Document passage:
※ ※ ※
1       Definition

Digital representation of information captured in the visible range of the electromagnetic field from single camera or an array of cameras.

2       Functional Requirements

A visual scene can be captured by an array of visual sensors characterised by:

  1. Number and position of sensing devices.
  2. Number of horizontal and vertical sensors in a sensing device.
  3. Frame frequency.
  4. Colour space.
  5. Bit-depth information.
  6. Depth (distance from scene pixel) information.

Captured Data

  1. Provide pixel value, time and potentially depth to:
    1. Provide the position and orientation of individual visual objects.
    2. Provide Visual Scene Descriptors.
    3. Enable identification, tracking and representation of relevant visual objects, including humans.

3       Syntax

https://schemas.mpai.community/OSD/V1.1/data/InputVisual.json

4       Semantics

Label Size Description
Header N1 Bytes Input Visual Header
– Standard 9 Bytes The characters “OSD-IVI-V”
※ ※ ※
Stated problem 1: Give the lines of the entries as a JSON list of strings, one string per line and no blank lines, starting at the line that contains "Could you please point out the wheel" and ending after the last line of the entries.
※ ※ ※
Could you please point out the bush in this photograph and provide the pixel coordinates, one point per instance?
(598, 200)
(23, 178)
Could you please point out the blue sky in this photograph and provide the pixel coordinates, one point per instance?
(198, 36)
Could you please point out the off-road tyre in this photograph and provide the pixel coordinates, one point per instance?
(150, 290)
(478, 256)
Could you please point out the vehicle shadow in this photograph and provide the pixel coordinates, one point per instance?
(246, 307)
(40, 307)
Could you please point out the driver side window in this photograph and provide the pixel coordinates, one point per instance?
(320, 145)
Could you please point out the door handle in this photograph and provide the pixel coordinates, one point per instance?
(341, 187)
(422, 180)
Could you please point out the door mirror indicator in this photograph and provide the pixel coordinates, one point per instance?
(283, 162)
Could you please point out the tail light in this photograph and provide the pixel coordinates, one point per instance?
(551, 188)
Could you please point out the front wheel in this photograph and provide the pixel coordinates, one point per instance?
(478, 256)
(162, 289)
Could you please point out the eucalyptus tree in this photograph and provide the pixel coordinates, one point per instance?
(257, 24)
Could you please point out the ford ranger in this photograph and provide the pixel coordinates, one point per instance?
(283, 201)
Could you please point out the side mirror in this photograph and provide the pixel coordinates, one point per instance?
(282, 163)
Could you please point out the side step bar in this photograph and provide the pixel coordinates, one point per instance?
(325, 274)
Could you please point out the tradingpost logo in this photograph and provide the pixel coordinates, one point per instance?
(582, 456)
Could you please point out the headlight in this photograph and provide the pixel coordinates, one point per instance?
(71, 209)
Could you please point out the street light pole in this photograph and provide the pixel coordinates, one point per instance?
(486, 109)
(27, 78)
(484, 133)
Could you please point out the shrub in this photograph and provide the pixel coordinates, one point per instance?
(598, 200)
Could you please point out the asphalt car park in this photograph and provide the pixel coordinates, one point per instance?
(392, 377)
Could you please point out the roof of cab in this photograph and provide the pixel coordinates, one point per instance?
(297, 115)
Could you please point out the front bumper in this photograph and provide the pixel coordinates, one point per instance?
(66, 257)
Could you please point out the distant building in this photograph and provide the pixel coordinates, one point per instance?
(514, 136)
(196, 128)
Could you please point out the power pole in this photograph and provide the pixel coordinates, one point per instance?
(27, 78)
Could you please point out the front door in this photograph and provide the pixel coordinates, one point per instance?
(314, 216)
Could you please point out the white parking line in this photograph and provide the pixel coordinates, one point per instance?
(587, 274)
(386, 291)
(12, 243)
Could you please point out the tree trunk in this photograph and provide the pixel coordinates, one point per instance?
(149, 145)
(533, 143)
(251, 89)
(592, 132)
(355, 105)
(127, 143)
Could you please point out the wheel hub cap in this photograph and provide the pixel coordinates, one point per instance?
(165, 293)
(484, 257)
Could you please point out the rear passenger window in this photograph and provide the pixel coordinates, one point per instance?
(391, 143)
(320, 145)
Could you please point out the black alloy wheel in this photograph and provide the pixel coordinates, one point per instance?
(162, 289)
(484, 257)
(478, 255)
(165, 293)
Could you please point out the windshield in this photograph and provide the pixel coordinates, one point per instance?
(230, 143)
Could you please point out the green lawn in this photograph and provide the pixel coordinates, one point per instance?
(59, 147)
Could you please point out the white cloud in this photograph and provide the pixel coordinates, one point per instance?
※ ※ ※
Stated problem 2: Reproduce the whole Input Visual text word for word.

Written reply 1:
[
  "Could you please point out the wheel hub cap in this photograph and provide the pixel coordinates, one point per instance?",
  "(165, 293)",
  "(484, 257)",
  "Could you please point out the rear passenger window in this photograph and provide the pixel coordinates, one point per instance?",
  "(391, 143)",
  "(320, 145)",
  "Could you please point out the black alloy wheel in this photograph and provide the pixel coordinates, one point per instance?",
  "(162, 289)",
  "(484, 257)",
  "(478, 255)",
  "(165, 293)",
  "Could you please point out the windshield in this photograph and provide the pixel coordinates, one point per instance?",
  "(230, 143)",
  "Could you please point out the green lawn in this photograph and provide the pixel coordinates, one point per instance?",
  "(59, 147)",
  "Could you please point out the white cloud in this photograph and provide the pixel coordinates, one point per instance?"
]

Written reply 2:
1       Definition

Digital representation of information captured in the visible range of the electromagnetic field from single camera or an array of cameras.

2       Functional Requirements

A visual scene can be captured by an array of visual sensors characterised by:

  1. Number and position of sensing devices.
  2. Number of horizontal and vertical sensors in a sensing device.
  3. Frame frequency.
  4. Colour space.
  5. Bit-depth information.
  6. Depth (distance from scene pixel) information.

Captured Data

  1. Provide pixel value, time and potentially depth to:
    1. Provide the position and orientation of individual visual objects.
    2. Provide Visual Scene Descriptors.
    3. Enable identification, tracking and representation of relevant visual objects, including humans.

3       Syntax

https://schemas.mpai.community/OSD/V1.1/data/InputVisual.json

4       Semantics

Label Size Description
Header N1 Bytes Input Visual Header
– Standard 9 Bytes The characters “OSD-IVI-V”